- Data supplied -
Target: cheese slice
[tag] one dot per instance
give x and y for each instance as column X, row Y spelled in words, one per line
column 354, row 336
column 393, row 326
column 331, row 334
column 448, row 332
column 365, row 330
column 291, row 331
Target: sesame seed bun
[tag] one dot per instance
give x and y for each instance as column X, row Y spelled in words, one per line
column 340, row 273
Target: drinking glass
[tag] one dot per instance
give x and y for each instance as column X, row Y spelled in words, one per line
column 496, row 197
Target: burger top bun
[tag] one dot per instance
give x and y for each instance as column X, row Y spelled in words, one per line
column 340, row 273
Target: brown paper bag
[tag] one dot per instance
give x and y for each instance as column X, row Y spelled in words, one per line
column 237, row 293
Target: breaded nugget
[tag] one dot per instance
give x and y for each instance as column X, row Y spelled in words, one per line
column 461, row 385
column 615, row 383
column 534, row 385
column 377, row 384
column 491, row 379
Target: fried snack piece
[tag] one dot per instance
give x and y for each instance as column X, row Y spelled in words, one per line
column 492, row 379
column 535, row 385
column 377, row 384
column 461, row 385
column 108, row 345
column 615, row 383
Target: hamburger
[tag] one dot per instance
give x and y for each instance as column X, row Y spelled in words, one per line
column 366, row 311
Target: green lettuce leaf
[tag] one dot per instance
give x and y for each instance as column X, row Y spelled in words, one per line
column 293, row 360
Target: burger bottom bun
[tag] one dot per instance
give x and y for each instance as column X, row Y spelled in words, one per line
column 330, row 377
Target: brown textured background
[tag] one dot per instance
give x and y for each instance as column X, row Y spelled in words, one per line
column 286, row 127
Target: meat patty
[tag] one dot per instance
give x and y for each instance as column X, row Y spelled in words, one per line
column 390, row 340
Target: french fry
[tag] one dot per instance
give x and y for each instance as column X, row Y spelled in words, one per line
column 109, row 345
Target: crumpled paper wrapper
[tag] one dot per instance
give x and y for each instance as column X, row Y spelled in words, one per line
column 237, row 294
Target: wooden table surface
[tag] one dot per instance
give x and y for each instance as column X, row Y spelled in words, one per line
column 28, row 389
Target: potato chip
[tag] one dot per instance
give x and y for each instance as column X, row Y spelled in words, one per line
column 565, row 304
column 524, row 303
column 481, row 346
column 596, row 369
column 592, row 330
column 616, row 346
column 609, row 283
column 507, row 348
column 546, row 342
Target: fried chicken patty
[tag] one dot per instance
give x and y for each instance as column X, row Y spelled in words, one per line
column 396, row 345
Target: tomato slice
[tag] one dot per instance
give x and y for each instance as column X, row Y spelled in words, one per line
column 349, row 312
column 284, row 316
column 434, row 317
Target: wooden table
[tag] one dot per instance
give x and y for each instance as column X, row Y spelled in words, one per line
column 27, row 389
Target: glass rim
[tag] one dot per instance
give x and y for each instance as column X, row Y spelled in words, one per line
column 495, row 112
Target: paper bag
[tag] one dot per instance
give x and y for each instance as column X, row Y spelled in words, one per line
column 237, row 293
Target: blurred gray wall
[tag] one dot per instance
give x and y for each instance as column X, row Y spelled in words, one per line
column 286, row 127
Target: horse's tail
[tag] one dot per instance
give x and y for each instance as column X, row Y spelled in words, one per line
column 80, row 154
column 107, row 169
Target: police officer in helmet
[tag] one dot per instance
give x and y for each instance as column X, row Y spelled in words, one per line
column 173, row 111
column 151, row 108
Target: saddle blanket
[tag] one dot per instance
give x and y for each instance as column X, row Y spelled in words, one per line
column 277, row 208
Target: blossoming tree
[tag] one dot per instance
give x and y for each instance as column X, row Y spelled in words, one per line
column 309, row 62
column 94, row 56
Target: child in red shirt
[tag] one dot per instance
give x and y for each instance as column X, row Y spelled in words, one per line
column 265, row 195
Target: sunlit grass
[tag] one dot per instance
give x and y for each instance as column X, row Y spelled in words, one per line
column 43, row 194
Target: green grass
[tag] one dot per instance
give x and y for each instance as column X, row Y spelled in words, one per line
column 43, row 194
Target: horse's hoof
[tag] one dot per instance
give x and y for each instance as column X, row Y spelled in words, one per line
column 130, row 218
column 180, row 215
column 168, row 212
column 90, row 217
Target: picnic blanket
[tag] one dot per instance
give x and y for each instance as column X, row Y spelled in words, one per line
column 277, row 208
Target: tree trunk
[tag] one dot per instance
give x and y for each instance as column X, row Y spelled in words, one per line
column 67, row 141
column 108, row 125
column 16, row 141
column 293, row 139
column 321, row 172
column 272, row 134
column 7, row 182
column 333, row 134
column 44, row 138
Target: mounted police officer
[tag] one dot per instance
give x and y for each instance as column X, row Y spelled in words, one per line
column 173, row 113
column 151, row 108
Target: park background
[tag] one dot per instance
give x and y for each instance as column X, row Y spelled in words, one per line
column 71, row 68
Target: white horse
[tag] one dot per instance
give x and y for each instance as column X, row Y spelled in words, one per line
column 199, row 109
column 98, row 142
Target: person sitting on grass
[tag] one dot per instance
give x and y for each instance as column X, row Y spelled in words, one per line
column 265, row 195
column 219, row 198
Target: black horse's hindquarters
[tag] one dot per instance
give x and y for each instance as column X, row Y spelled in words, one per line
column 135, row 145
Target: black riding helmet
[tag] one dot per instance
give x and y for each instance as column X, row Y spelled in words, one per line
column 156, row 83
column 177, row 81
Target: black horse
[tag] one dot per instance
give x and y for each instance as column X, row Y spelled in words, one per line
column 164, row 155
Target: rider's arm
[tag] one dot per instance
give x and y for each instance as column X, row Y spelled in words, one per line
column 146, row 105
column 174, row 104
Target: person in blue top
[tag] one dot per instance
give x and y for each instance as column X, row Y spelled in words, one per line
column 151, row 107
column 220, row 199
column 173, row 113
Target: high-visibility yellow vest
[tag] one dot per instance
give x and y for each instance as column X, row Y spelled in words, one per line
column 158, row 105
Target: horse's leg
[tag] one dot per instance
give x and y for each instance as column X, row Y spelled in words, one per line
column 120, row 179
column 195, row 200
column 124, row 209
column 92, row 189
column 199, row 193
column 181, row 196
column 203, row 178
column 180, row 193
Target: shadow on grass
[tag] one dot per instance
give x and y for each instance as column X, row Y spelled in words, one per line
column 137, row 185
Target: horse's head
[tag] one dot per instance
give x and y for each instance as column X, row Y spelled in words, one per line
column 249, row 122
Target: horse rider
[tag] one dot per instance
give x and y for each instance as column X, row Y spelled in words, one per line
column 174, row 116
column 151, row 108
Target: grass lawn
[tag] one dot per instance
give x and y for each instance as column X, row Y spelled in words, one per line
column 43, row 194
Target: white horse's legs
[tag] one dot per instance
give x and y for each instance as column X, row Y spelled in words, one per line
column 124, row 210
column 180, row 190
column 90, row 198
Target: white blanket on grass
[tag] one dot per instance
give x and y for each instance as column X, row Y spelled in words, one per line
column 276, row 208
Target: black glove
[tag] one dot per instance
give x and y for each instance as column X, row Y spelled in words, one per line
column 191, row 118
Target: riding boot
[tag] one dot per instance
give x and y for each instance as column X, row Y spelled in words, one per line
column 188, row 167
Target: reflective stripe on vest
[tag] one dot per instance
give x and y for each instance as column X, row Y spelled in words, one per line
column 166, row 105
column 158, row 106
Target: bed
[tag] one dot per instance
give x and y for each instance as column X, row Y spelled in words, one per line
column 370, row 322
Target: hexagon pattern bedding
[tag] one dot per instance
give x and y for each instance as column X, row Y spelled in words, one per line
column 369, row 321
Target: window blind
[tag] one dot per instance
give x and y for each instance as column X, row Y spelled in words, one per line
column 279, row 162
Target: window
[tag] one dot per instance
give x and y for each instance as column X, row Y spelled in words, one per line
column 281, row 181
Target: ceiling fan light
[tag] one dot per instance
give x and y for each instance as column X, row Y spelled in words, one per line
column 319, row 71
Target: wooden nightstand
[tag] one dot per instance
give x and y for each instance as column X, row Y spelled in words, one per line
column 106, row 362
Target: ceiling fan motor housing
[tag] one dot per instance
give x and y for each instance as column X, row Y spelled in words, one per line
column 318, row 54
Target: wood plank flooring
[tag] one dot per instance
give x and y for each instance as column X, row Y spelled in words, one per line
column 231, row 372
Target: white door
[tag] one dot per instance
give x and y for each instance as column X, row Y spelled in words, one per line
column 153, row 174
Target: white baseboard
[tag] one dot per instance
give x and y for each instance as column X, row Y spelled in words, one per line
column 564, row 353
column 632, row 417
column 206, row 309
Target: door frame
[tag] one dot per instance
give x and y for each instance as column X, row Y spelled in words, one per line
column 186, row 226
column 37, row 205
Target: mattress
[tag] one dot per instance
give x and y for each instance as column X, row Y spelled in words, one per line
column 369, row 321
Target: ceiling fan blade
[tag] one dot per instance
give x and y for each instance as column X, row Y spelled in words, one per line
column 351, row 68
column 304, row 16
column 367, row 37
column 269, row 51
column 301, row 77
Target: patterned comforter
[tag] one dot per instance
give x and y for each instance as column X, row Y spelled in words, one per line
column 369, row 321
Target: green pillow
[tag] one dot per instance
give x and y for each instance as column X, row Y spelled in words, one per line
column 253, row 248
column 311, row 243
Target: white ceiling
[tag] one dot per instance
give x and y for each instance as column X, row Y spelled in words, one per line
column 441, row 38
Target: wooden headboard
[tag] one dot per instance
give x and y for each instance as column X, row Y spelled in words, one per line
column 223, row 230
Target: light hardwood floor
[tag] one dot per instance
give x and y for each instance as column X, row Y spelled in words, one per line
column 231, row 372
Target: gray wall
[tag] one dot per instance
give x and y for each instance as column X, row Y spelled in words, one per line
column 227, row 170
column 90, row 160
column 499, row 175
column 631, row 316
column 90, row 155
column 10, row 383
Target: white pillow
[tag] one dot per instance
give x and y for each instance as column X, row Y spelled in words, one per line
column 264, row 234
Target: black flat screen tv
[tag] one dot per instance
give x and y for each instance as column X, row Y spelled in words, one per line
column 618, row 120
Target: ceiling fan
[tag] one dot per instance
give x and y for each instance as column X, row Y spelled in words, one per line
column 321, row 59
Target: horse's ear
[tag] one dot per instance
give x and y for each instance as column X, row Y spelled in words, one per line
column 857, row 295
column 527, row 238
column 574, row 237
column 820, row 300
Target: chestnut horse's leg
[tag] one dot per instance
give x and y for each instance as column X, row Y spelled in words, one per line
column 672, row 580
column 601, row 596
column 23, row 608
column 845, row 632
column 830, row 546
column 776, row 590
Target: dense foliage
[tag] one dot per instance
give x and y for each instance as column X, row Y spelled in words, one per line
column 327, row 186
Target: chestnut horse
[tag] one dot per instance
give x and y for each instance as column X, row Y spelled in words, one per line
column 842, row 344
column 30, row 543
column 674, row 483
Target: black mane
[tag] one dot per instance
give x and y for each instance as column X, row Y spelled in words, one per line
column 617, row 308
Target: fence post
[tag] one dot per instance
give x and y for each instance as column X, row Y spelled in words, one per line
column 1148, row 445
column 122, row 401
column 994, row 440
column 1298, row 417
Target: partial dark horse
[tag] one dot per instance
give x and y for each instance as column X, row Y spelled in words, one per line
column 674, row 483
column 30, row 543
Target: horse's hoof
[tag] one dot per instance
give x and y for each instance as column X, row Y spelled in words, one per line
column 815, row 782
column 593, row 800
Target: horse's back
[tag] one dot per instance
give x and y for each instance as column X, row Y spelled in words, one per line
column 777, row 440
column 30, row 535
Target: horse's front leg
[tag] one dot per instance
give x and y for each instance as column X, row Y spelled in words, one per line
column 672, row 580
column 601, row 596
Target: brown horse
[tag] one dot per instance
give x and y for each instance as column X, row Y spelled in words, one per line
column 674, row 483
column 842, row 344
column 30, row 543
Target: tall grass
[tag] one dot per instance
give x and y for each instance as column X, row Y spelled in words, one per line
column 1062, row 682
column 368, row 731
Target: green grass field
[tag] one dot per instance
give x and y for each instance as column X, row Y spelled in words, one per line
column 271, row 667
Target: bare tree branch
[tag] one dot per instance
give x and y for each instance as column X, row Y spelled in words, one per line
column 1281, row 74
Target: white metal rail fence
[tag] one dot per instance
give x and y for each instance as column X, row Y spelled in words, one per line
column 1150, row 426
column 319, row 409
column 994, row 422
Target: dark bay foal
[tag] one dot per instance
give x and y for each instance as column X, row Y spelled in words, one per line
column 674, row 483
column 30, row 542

- Action item -
Retrieve each line of the data in which the word "patty" can be found.

- The completed task -
Target: meat patty
Target: fried chicken patty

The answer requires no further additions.